Dataset excerpts START

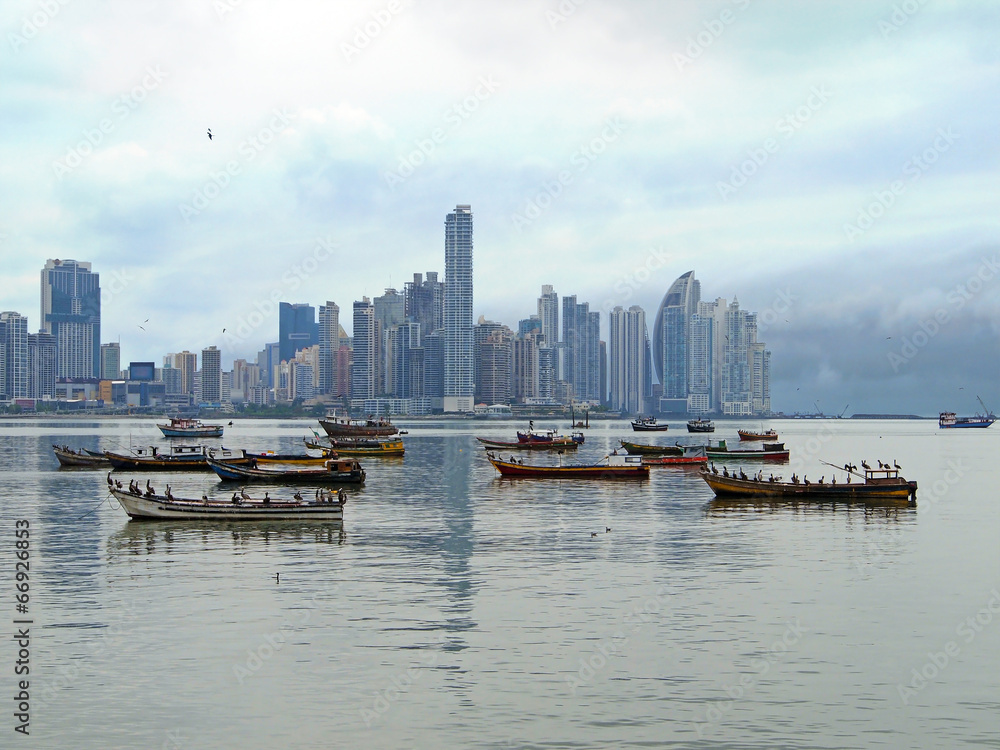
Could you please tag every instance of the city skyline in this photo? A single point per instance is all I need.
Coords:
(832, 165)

Dataset excerpts END
Dataset excerpts START

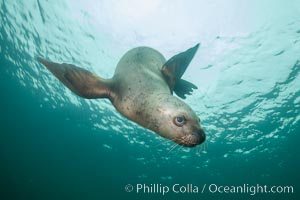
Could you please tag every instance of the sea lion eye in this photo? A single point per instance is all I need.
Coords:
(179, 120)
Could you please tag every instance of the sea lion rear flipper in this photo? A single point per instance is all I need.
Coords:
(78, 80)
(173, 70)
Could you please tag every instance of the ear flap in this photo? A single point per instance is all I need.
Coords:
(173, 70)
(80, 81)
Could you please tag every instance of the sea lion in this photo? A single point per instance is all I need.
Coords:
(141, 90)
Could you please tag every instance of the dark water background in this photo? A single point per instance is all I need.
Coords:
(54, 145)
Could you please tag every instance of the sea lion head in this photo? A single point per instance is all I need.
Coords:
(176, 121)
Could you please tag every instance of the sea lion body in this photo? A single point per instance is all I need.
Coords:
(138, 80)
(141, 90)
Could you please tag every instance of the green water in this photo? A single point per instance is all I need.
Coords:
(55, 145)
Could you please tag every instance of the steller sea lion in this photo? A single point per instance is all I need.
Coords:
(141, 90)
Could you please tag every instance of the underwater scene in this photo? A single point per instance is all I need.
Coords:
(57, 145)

Dataset excerpts END

**Aim of the task:**
The lines to copy are those above that contain "lion".

**Written answer:**
Could you please tag every instance of the sea lion eye in this photo? A single point per instance is all I need.
Could you please tag every instance of the sea lion rear flipper in this photo? A single point per instance is all I need.
Could you please tag every instance of the sea lion in this photo? A single point per instance is all I need.
Could you please tag every instance of the sea lion head in this photo? A single point per instance is all I need.
Could you please tag every instance of the sea lion body in this photo? A single point per instance is all I need.
Could you please tag every instance of the steller sea lion in this photo? A single point per instance is all I need.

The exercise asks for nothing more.